= What to work on =
• a. Please rewrite the Rodrigo Nascimento profile from "- Division: Heavyweight" to "Top Team (2019–present)", putting "Light Heavyweight" wherever "Heavyweight" appears.
• b. Carry the Rodrigo Nascimento biography forward from the point where it stops.

- Born: Rodrigo Nascimento Ferreira November 26, 1992 (age 33) Belo Horizonte, Minas Gerais, Brazil
- Other names: Yogi Bear Ze Colmeia
- Height: 6 ft 4 in (193 cm)
- Weight: 264 lb (120 kg; 18 st 12 lb)
- Division: Heavyweight
- Reach: 80 in (203 cm)
- Fighting out of: Belo Horizonte, Minas Gerais, Brazil
- Team: Gordin Fight Team American Top Team (2019–present)
- Rank: Purple belt in Brazilian Jiu-Jitsu
- Years active: 2012–present

Mixed martial arts record
- Total: 18
- Wins: 12
- By knockout: 2
- By submission: 6
- By decision: 4
- Losses: 5
- By knockout: 2
- By submission: 1
- By decision: 2
- No contests: 1

Other information
- Mixed martial arts record from Sherdog

= Rodrigo Nascimento =

Brazilian mixed martial artist (born 1992)

Rodrigo Nascimento Ferreira (born November 26, 1992) is a Brazilian professional mixed martial artist. He competed in the Heavyweight division of the Ultimate Fighting Championship (UFC) and Professional Fighters League (PFL).

==Background==
Born in Belo Horizonte, Nascimento met his mentor, Everton Rabelo de Andrade, at a LAN party while playing video games. Andrade taught kids and young adults martial arts in the city, and invited Nascimento to be part of the team. In October 2010, the teenager entered his gym and started his MMA career.

==Mixed martial arts career==

===Early career===
Starting his professional career in 2012, two months after the death of his mentor, Nascimento got a perfect 8–0 record on the regional Brazilian scene, finishing his opponent in all eight bouts, 4 by submission and 2 by TKO.

= Given material =
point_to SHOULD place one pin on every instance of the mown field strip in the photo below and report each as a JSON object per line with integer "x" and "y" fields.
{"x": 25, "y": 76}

= Outputs for the tasks =
• a.
- Division: Light Heavyweight
- Reach: 80 in (203 cm)
- Fighting out of: Belo Horizonte, Minas Gerais, Brazil
- Team: Gordin Fight Team American Top Team (2019–present)

• b.
Nascimento was invited to Dana White's Contender Series 22 and faced Michal Martinek on July 30, 2019. He won the bout via arm triangle in the first round, gaining a UFC contract in the process.

===Ultimate Fighting Championship===
Nascimento faced Don'Tale Mayes on May 16, 2020, at UFC on ESPN: Overeem vs. Harris. He won the bout via second round rear naked choke.

Nascimento faced Chris Daukaus on October 11, 2020, at UFC Fight Night: Moraes vs. Sandhagen. He lost the bout via first minute KO.

Nascimento was scheduled to face Alan Baudot on May 22, 2021, at UFC Fight Night: Font vs. Garbrandt. However, after Baudot was injured, the bout was moved to UFC on ESPN: Makhachev vs. Moisés held on July 17, 2021. Nascimento won the fight via technical knockout in round two. This win earned him the Performance of the Night award. However, Nascimento's urine test from the fight tested positive for ritalinic acid, a metabolite of psychostimulant drugs methylphenidate and ethylphenidate. As a result, Nascimento received a six-month suspension, retroactive to the test. He was also fined a total of $1,945.36, for the violation and subsequent legal fees. The bout was also overturned to a no contest.

Nascimento was scheduled to face Tanner Boser on April 23, 2022, at UFC Fight Night 205. However, Nascimento withdrew from the event for unknown reasons, and he was replaced by Alexander Romanov.

Nascimento was rebooked against Tanner Boser for September 17, 2022, at UFC Fight Night: Sandhagen vs. Song. Nascimento won the fight via split decision.

Nascimento faced Ilir Latifi on May 20, 2023, at UFC Fight Night 223. He won the fight via split decision.

Nascimento faced Don'Tale Mayes in a rematch on November 4, 2023, at UFC Fight Night 231. He won the fight via unanimous decision.

Nascimento faced former UFC Heavyweight Championship challenger Derrick Lewis on May 11, 2024, at UFC on ESPN 56. After being knocked down, he lost the fight via technical knockout from ground punches in the third round.

Nascimento faced Alexander Romanov on November 2, 2024, at UFC Fight Night 246. Nascimento lost the fight via unanimous decision.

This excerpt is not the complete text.